# Text extract
▼

LinuxQuestions.org - killing child processes of a bash script results in strange random kills

- Programming (https://www.linuxquestions.org/questions/programming-9/)

- - killing child processes of a bash script results in strange random kills (https://www.linuxquestions.org/questions/programming-9/killing-child-processes-of-a-bash-script-results-in-strange-random-kills-532527/)

killing child processes of a bash script results in strange random kills

Hi. I've been doing bash programming for quite a while but I really can't figure out what's the problem here. This is what I'm trying to do:

I have multiple instances of a bash script running, let's say the name of the script is "myparent". Each instance launches external commands like tail or cat, and both the myparent processes and the child processes are continuously running (ok I mean myparent doesn't exit after forking subshells, and the external commands don't exit also, they are more like tail -f). In other words, the process tree would look like this:

myparent
\_ child1
\_ child2
myparent
\_ child1
\_ child2
[...]

So far so good.

Now I have a block code which is supposed to terminate all this stuff, by finding the parent processes and then the child ones, and kill them. This is it:

Code:

# find the pids of myparent processes (based on the NAMES)

PARENTS="$(ps axu | grep -e "myparent" | grep -v "grep" | awk '{ print $"2" }')"



# find the pids of the child processes.

for CANDIDATE_PROC in ${PARENTS}

do

    #  lets get its children (the syntax should work with all ps's)

    CHILDREN_AND_PARENTS="$(ps ax --format pid,ppid,command | grep -e ${CANDIDATE_PROC} | grep -v "grep" | awk '{ print $"1" }')"

    # lets sum parents and children

    PROCS_TO_KILL="${PROCS_TO_KILL} ${CHILDREN_AND_PARENTS}" 

done



# now lets kill all the processes

for ONE_PROC in ${PROCS_TO_KILL}

do

    kill -0 "${ONE_PROC}" 2> /dev/null && kill "${ONE_PROC}"

done

And it works, most of the time. But sometimes, when I run the above code it just kills processes which aren't related to myparents or their children, destroying the apps around (like the messenger, the terminal, or even the X session).

Notes
------
1. PROCS_TO_KILL : when is used for the first time, is undeclared but I don't think this is the problem here.
2. I can't use in myparent useful tricks like: child1 & SOME_PID=$!
3. Of course there are some preliminary tests before the above code, to see if myparent is running, but I didn't include them here.
4. I thought that sometimes garbled variable content is passed to kill (like \n or other stuff), but using kill "$(echo ${ONE_PROC})" also doesn't solve this problem.

▲

Please return the stretch from "# now lets kill" through "the X session)." in the bash process-killing thread above, copied word for word.

# Information provided
▼

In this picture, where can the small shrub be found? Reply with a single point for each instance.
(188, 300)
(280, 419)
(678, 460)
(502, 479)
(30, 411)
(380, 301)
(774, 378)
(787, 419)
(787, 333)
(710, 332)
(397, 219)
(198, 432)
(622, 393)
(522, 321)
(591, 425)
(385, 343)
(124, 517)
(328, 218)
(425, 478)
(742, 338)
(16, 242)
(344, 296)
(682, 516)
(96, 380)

▲

# Written solution
# now lets kill all the processes

for ONE_PROC in ${PROCS_TO_KILL}

do

    kill -0 "${ONE_PROC}" 2> /dev/null && kill "${ONE_PROC}"

done

And it works, most of the time. But sometimes, when I run the above code it just kills processes which aren't related to myparents or their children, destroying the apps around (like the messenger, the terminal, or even the X session).